### Alıntı metin
๑۩۞۩๑ İlim Dünyası Online Dergi Dünyası ๑۩۞۩๑ => Gündem => Konuyu başlatan: Safiye Gül üzerinde 30 Temmuz 2012, 17:13:51



Konu Başlığı: Gündemden
Gönderen: Safiye Gül üzerinde 30 Temmuz 2012, 17:13:51
Gündemden
Handan ÖZ • 82. Sayı / GÜNDEMDEN


DEPREMLER SÜRÜYOR
Van yaralarını sarmaya çalışıyor


Doğu Anadolu’nun üzgün kenti Van, 9 Kasım’da ikinci kez sarsıldı. Merkez üssü Edremit İlçesi olan ve Richter ölçeğine göre 5.6 büyüklüğündeki deprem 39 can kaybına sebep oldu. 23 Ekim’de meydana gelen 7.2’lik ilk depremin ardından yaşanan bu ikinci yıkımla birlikte, doğal afetlere karşı sağlık yapılaşma ile deprem sonrasına dair koordinasyon ve organizasyonun ne kadar önemli olduğu bir kez daha ortaya çıktı. Hazır Beton Birliği’nin 10 Kasım tarihli “Türkiye’de 8 milyon çürük bina” bulunduğu yönündeki açıklaması ve “Deprem yönetmeliğine uygun tek binanın İl Afet ve Acil Durum Müdürlüğü olduğu” haberi vahameti sergiliyor. Öte taraftan Başbakan Erdoğan, depremin yaralarının en kısa zamanda sarılması için çalıştıklarını ifade ederken, bölgeye şu ana kadar yapılan nakdi yardım miktarının 28 milyon 765 bin lira olduğunu ve yardım hesaplarında yurtiçi ve yurtdışından toplanan miktarın 223 milyon liraya ulaştığını belirtti. Erdoğan ayrıca, bölgeye şu ana kadar 71 bin 514 çadır, 334 bin battaniye gönderildiğini ifade ederken, acil yardım ödenekleri dâhil gönderilen yardımın nakit karşılığının 341 milyon liraya ulaştığını açıkladı. Bununla birlikte, acil barınma-ısınma ihtiyacının karşılanması, bulaşıcı hastalıklara karşı önlemler alınması, vergi ve fatura borçlarının ötelenmesi, kredi kolaylıkları, teşviklerle ekonomi ve sağlık alanındaki kayıpların durdurulması için çalışmalar sürüyor. 23 Ekim’den bu yana devlet ile halkın el ele vererek Van’ın yaralarının sarılması için gösterdiği çabalar takdire şayan olsa da, ülke olarak bununla yetinmememiz gerekiyor. Deprem sonrası oluşan olumsuz şartlar nedeniyle yaklaşık 250 binden fazla Vanlının şehri terk ettiği belirtiyor. Şehirden göçün sürmemesi için çeşit kış şartlarıyla mücadele eden depremzedelerin bir an önce barınma, ısınma sorunlularının giderilmesi, Van’a yapılan ayni ve nakdi yardımın sürmesi gerekiyor.

### Görev a
Kayıtlarda "Localize each wooden" ifadesini içeren satırdan başlayıp kayıtların son satırında biten bölümü, iki ucu da dahil olmak üzere, olduğu gibi geri ver.
Alıntı metin ile kayıtlar farklı kaynaklardan alınmıştır.

### Verilen bilgiler
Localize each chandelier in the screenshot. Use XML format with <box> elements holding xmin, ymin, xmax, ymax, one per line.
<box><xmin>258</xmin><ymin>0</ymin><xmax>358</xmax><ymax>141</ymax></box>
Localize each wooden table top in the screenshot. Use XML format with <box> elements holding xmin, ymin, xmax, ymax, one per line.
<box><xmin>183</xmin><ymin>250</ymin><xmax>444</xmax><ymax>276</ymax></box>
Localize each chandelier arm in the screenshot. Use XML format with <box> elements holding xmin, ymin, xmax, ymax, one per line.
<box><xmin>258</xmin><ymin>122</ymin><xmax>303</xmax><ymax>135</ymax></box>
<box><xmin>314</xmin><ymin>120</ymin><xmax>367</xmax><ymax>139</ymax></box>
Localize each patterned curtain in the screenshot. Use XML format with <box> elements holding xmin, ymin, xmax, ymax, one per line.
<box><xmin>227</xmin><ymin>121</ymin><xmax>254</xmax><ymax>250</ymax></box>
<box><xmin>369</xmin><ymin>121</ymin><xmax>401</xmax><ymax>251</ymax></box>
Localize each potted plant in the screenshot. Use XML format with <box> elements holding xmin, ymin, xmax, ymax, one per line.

### Görev b
Aşağıdaki ifadelerin alıntı metinle uyuşup uyuşmadığını belirt. Her biri için evet ya da hayır yaz ve alıntı metinden belirleyici sözleri aynen aktar.
(i) Van, ikinci depremi 9 Kasım'da yaşadı.
(ii) İkinci depremin merkez üssü Van şehir merkeziydi.
(iii) Bölgeye 100 bin çadır gönderildi.

### Yanıt a
Localize each wooden table top in the screenshot. Use XML format with <box> elements holding xmin, ymin, xmax, ymax, one per line.
<box><xmin>183</xmin><ymin>250</ymin><xmax>444</xmax><ymax>276</ymax></box>
Localize each chandelier arm in the screenshot. Use XML format with <box> elements holding xmin, ymin, xmax, ymax, one per line.
<box><xmin>258</xmin><ymin>122</ymin><xmax>303</xmax><ymax>135</ymax></box>
<box><xmin>314</xmin><ymin>120</ymin><xmax>367</xmax><ymax>139</ymax></box>
Localize each patterned curtain in the screenshot. Use XML format with <box> elements holding xmin, ymin, xmax, ymax, one per line.
<box><xmin>227</xmin><ymin>121</ymin><xmax>254</xmax><ymax>250</ymax></box>
<box><xmin>369</xmin><ymin>121</ymin><xmax>401</xmax><ymax>251</ymax></box>
Localize each potted plant in the screenshot. Use XML format with <box> elements holding xmin, ymin, xmax, ymax, one per line.

### Yanıt b
(i) Evet: "Doğu Anadolu’nun üzgün kenti Van, 9 Kasım’da ikinci kez sarsıldı."
(ii) Hayır: "Merkez üssü Edremit İlçesi olan"
(iii) Hayır: "bölgeye şu ana kadar 71 bin 514 çadır, 334 bin battaniye gönderildiğini"